(Extracted information begins)
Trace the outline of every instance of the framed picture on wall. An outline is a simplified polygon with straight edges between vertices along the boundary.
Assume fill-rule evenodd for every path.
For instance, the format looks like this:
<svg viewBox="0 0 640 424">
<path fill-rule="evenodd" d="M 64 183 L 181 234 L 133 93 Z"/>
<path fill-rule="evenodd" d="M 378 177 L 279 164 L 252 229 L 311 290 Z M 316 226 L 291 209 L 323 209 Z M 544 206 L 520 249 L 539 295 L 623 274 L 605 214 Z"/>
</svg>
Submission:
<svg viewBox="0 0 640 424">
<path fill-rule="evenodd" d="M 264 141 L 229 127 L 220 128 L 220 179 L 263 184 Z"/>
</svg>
(Extracted information ends)
(Extracted information begins)
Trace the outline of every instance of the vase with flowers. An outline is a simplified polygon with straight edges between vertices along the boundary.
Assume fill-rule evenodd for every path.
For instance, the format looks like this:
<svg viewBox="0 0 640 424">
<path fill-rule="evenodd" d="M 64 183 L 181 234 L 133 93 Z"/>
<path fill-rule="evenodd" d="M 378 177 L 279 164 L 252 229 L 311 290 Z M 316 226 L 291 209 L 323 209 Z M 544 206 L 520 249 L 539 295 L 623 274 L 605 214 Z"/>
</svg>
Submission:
(Extracted information ends)
(Extracted information begins)
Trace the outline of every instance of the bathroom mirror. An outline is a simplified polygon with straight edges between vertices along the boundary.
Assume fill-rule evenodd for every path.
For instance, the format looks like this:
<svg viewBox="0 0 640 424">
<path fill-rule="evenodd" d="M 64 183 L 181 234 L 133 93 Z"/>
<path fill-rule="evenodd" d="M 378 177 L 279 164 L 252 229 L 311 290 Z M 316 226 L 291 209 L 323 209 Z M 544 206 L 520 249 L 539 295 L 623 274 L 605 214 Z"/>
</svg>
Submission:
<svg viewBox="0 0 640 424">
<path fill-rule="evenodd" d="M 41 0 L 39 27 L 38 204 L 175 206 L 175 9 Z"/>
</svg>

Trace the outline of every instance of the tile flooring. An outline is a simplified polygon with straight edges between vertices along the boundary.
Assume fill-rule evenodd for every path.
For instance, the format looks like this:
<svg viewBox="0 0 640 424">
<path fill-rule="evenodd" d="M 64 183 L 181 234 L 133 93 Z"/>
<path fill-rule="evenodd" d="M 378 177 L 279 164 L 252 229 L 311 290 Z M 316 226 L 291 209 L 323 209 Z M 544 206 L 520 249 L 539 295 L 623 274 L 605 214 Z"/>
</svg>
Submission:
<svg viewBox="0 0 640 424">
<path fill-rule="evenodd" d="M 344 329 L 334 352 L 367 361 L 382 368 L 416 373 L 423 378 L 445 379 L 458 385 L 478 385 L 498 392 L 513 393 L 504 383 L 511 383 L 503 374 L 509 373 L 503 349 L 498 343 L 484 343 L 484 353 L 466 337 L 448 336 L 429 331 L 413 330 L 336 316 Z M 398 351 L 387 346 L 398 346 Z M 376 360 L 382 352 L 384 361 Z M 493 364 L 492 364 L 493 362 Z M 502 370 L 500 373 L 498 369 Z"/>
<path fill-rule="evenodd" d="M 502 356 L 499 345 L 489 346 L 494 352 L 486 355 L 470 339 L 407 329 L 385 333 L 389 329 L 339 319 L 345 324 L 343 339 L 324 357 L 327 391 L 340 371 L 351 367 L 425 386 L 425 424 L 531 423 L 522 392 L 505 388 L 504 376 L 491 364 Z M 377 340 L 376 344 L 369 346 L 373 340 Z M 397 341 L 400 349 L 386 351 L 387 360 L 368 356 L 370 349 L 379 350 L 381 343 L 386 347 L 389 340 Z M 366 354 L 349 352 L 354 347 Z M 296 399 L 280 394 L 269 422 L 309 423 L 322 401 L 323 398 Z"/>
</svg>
(Extracted information ends)
▶ _How to complete this task_: Find how many lines of the preceding data contain "boundary", and answer with that number only.

▶ _Exercise output_: 4